Image-grounded pointing data
■ ■ ■
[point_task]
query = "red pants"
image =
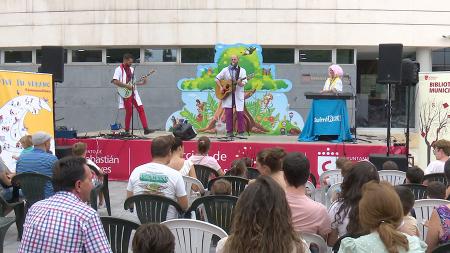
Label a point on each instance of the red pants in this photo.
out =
(128, 104)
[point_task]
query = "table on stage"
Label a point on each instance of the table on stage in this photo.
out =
(328, 116)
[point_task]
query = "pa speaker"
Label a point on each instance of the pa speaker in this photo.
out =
(53, 62)
(379, 159)
(390, 63)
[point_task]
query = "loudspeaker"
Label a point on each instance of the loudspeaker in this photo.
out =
(390, 63)
(379, 159)
(53, 62)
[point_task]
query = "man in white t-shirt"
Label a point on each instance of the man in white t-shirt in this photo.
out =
(441, 150)
(157, 178)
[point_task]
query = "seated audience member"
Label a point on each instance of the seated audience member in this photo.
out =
(269, 163)
(389, 165)
(157, 178)
(307, 215)
(380, 213)
(414, 175)
(202, 157)
(253, 231)
(441, 150)
(177, 162)
(38, 160)
(344, 212)
(238, 169)
(409, 224)
(221, 187)
(436, 190)
(152, 237)
(63, 222)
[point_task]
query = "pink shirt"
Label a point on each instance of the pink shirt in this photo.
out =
(307, 215)
(205, 160)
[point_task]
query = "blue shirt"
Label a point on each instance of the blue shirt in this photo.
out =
(38, 161)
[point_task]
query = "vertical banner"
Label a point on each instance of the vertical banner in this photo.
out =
(26, 106)
(432, 112)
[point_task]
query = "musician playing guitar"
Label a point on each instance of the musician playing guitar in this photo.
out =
(122, 76)
(236, 99)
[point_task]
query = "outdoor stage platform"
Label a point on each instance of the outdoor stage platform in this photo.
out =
(119, 157)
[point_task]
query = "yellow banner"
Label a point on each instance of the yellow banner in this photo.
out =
(26, 106)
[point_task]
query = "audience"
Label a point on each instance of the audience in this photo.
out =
(380, 213)
(414, 175)
(177, 162)
(409, 224)
(269, 162)
(253, 231)
(436, 190)
(157, 178)
(307, 215)
(63, 222)
(344, 212)
(152, 237)
(441, 150)
(202, 157)
(38, 160)
(221, 187)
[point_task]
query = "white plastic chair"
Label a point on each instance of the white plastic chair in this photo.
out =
(395, 177)
(423, 209)
(193, 235)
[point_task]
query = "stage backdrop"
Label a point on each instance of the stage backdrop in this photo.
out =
(26, 106)
(120, 157)
(432, 112)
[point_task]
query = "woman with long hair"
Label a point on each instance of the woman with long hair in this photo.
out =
(344, 212)
(262, 222)
(380, 214)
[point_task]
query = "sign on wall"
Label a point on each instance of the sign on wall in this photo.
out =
(26, 106)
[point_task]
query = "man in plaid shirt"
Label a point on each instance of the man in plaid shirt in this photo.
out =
(64, 222)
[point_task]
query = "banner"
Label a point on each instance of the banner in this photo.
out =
(432, 112)
(26, 106)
■ ■ ■
* [Exercise objective]
The entries above need to be repeated in full, word for word. Skip the images.

* [Your response]
[point_task]
query = "red pants"
image =
Label a point on each instance of the red pants in this photo.
out =
(128, 104)
[point_task]
query = "table on stage"
Label a point on each instance of the table on stage in this photo.
out =
(328, 116)
[point_task]
query = "pa speaker"
Label a point on each instance of the pa speaker in this photo.
out =
(53, 62)
(379, 159)
(390, 63)
[point_task]
query = "loudspeaker"
Label a point on each instance of the loudspeaker in this photo.
out =
(390, 63)
(379, 159)
(53, 62)
[point_task]
query = "man in white t-shirt"
Label a point on each instance of the man in white t-shirt in this photo.
out =
(441, 150)
(157, 178)
[point_task]
query = "seated audience member"
Label a point on each instance of the seated audience member in this photo.
out =
(269, 163)
(389, 165)
(157, 178)
(307, 215)
(380, 213)
(414, 175)
(202, 157)
(253, 231)
(441, 150)
(177, 162)
(38, 160)
(344, 212)
(238, 169)
(409, 224)
(221, 187)
(436, 190)
(152, 237)
(63, 222)
[point_task]
query = "pink shirt"
Label a point on each instance of the pink shirt in this photo.
out =
(307, 215)
(205, 160)
[point_task]
query = "blue shirt"
Label a point on each instance of the blue shirt in this photo.
out =
(38, 161)
[point_task]
query = "vertical banner"
Label a point on each instance of the vertical banner in this photo.
out =
(26, 106)
(432, 112)
[point_task]
query = "musician playing guitar"
Label a point on each instance of the musician playing guitar in this photo.
out =
(122, 76)
(236, 99)
[point_task]
query = "outdoor stage platform"
Label a point on each instance of the outdoor stage platform in this photo.
out =
(119, 157)
[point_task]
query = "yellow banner"
Label a point on each instance of the yellow banner in this photo.
out =
(26, 106)
[point_task]
query = "audience"
Label a point on each instance of the audience in this photo.
out =
(380, 213)
(414, 175)
(177, 162)
(409, 224)
(269, 162)
(253, 231)
(436, 190)
(157, 178)
(307, 215)
(63, 222)
(344, 212)
(152, 237)
(441, 150)
(202, 157)
(38, 160)
(221, 187)
[point_task]
query = "white plastic chair"
Label a point on each instance of the white plastic chair in this photo.
out =
(395, 177)
(423, 209)
(193, 235)
[point_task]
query = "stage backdrop"
Label a point on each instance of the stage backdrop in this photo.
out =
(26, 106)
(120, 157)
(432, 112)
[point_task]
query = "woman with long hair"
Label a point on each instance of the woman with long hair in this photo.
out =
(344, 212)
(262, 222)
(380, 214)
[point_task]
query = "sign on wall"
Label a point on each instance of the sign on wall in this photo.
out =
(26, 106)
[point_task]
query = "man in plaid shirt"
Label a point on each instance of the man in plaid shirt in this photo.
out =
(64, 222)
[point_task]
query = "banner"
Label a point on each instance of the banner in this photo.
out =
(432, 112)
(26, 106)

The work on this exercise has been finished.